## begin

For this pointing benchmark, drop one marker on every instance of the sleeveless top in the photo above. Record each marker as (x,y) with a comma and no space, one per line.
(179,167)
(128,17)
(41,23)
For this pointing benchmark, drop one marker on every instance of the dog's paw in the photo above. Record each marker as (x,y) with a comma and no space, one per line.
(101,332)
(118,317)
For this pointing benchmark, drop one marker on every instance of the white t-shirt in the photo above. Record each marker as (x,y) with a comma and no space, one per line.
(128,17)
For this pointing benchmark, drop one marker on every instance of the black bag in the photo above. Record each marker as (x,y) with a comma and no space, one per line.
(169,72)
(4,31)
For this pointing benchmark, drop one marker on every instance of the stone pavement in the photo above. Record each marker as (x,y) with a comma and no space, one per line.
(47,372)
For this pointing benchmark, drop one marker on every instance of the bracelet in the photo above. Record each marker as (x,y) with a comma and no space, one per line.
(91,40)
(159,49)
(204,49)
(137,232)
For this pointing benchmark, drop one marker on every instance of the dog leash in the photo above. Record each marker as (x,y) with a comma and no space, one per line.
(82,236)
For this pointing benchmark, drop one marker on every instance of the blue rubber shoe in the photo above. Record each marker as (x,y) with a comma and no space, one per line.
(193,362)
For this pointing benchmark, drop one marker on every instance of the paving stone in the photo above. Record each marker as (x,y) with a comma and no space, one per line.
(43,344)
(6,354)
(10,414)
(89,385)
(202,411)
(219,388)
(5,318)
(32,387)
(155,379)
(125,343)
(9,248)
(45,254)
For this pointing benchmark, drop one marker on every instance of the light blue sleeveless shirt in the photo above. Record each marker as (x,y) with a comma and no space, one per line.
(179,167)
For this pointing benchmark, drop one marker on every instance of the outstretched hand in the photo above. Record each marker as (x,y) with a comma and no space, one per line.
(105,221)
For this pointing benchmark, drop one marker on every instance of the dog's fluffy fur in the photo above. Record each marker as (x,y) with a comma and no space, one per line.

## end

WHAT YOU ARE ASKED TO DO:
Return precisely the lines of the records, starting with the line that holds "of the light" and ending with the last one.

RESULT BELOW:
For this pointing benchmark, drop one marker on every instance of the light blue sleeveless shirt in the photo above. Record each marker as (x,y) with a comma and no space, one per line.
(179,167)
For this pointing benchmark, drop one marker on every instance of the outstretched hand in the photo above. Record each marker as (x,y) with a comma and no space, one per line.
(105,221)
For this pointing benchmark, drop one marker on every instance of the dog's fluffy fur in the photo above. Record each marker as (x,y) with a comma and no space, one per line.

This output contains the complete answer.